_Your instructions_
Rewrite every line of the records below as one numbered list, skipping any blank lines and leaving the pictures out of the answer.

_Data for processing_
════

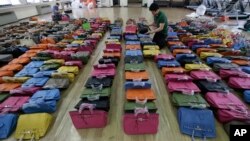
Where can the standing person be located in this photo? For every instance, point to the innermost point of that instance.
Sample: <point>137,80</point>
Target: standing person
<point>160,25</point>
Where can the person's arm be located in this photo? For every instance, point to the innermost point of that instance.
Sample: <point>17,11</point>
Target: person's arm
<point>160,28</point>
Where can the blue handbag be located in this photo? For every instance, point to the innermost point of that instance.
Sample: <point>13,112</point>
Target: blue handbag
<point>168,63</point>
<point>212,60</point>
<point>133,53</point>
<point>137,85</point>
<point>7,125</point>
<point>46,73</point>
<point>35,81</point>
<point>26,72</point>
<point>246,96</point>
<point>39,106</point>
<point>197,122</point>
<point>195,47</point>
<point>34,64</point>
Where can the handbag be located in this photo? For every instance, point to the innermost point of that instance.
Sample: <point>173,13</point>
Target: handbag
<point>129,107</point>
<point>193,101</point>
<point>137,85</point>
<point>167,70</point>
<point>13,104</point>
<point>190,67</point>
<point>197,122</point>
<point>28,127</point>
<point>239,82</point>
<point>7,125</point>
<point>211,86</point>
<point>136,76</point>
<point>141,94</point>
<point>177,77</point>
<point>204,75</point>
<point>188,87</point>
<point>89,118</point>
<point>140,122</point>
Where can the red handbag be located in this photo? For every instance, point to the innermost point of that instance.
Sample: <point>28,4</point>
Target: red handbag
<point>141,122</point>
<point>88,118</point>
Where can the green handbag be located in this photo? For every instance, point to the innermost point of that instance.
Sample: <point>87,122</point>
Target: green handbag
<point>195,100</point>
<point>53,66</point>
<point>130,106</point>
<point>3,96</point>
<point>134,67</point>
<point>95,94</point>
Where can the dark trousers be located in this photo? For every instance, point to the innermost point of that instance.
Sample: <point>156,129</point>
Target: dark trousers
<point>160,39</point>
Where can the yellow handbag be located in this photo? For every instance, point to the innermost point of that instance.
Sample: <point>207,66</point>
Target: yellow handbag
<point>70,76</point>
<point>9,79</point>
<point>204,55</point>
<point>32,126</point>
<point>146,47</point>
<point>68,69</point>
<point>57,61</point>
<point>151,52</point>
<point>190,67</point>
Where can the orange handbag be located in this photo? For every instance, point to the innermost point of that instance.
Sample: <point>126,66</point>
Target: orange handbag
<point>140,94</point>
<point>28,54</point>
<point>199,50</point>
<point>48,40</point>
<point>241,62</point>
<point>6,87</point>
<point>39,46</point>
<point>112,54</point>
<point>12,67</point>
<point>133,47</point>
<point>166,70</point>
<point>181,51</point>
<point>136,75</point>
<point>22,60</point>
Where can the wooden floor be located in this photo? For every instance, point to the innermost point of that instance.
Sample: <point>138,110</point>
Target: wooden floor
<point>62,128</point>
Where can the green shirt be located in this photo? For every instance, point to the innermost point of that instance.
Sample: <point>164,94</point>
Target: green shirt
<point>161,18</point>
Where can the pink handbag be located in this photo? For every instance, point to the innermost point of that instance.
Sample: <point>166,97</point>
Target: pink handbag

════

_Worked solution_
1. Where can the standing person be located in this photo? For every instance, point to the innermost point of that instance.
2. Sample: <point>137,80</point>
3. Target: standing person
4. <point>160,25</point>
5. Where can the person's arm be located in this photo? For every instance, point to the innermost point of that instance.
6. Sample: <point>17,11</point>
7. Target: person's arm
8. <point>160,28</point>
9. Where can the blue handbag be located in this photo? For every instance, point to the innermost point of that instance.
10. Sample: <point>13,112</point>
11. Target: blue handbag
12. <point>168,63</point>
13. <point>212,60</point>
14. <point>133,53</point>
15. <point>137,85</point>
16. <point>7,125</point>
17. <point>46,73</point>
18. <point>35,81</point>
19. <point>26,72</point>
20. <point>246,96</point>
21. <point>39,106</point>
22. <point>197,122</point>
23. <point>195,47</point>
24. <point>34,64</point>
25. Where can the handbag be located in this photo? For every instance, point to the innermost point of that instance.
26. Sample: <point>173,13</point>
27. Target: handbag
28. <point>129,107</point>
29. <point>193,101</point>
30. <point>137,85</point>
31. <point>167,70</point>
32. <point>13,104</point>
33. <point>190,67</point>
34. <point>197,122</point>
35. <point>28,127</point>
36. <point>239,82</point>
37. <point>7,125</point>
38. <point>211,86</point>
39. <point>136,76</point>
40. <point>141,94</point>
41. <point>177,77</point>
42. <point>204,75</point>
43. <point>188,87</point>
44. <point>89,118</point>
45. <point>140,122</point>
46. Where can the red handbag be located in this photo? For every instance, point to the innermost point of that instance.
47. Sample: <point>28,4</point>
48. Target: red handbag
49. <point>141,122</point>
50. <point>88,118</point>
51. Where can the green handbag be located in this photo? For every instance, point to the innermost point of that instance.
52. Sample: <point>87,122</point>
53. Target: green handbag
54. <point>195,100</point>
55. <point>53,66</point>
56. <point>130,106</point>
57. <point>3,96</point>
58. <point>134,67</point>
59. <point>95,94</point>
60. Where can the dark trousers be located in this photo? For every instance, point to the innermost point of that instance.
61. Sample: <point>156,129</point>
62. Target: dark trousers
63. <point>160,39</point>
64. Where can the yellow handbag be located in this photo? For every instance, point to the innermost point of that instance.
65. Sample: <point>207,66</point>
66. Target: yellow handbag
67. <point>70,76</point>
68. <point>9,79</point>
69. <point>204,55</point>
70. <point>32,126</point>
71. <point>146,47</point>
72. <point>68,69</point>
73. <point>57,61</point>
74. <point>151,52</point>
75. <point>190,67</point>
76. Where can the orange handbag be located in this photo? For every instance, point to the innermost point of that instance.
77. Sample: <point>126,66</point>
78. Target: orange handbag
79. <point>140,94</point>
80. <point>28,54</point>
81. <point>199,50</point>
82. <point>48,40</point>
83. <point>241,62</point>
84. <point>6,87</point>
85. <point>39,46</point>
86. <point>112,54</point>
87. <point>12,67</point>
88. <point>133,47</point>
89. <point>166,70</point>
90. <point>181,51</point>
91. <point>136,75</point>
92. <point>22,60</point>
93. Where can the wooden floor be located in this photo? For every instance, point to the innermost point of that instance.
94. Sample: <point>138,110</point>
95. Target: wooden floor
96. <point>62,128</point>
97. Where can the green shirt be located in this photo? For every instance, point to the innermost point of that instance.
98. Sample: <point>164,94</point>
99. Target: green shirt
100. <point>161,18</point>
101. Where can the pink handbag be located in this photo? For every instance, point to the innermost point of that instance.
102. Sample: <point>166,97</point>
103. Target: pink handbag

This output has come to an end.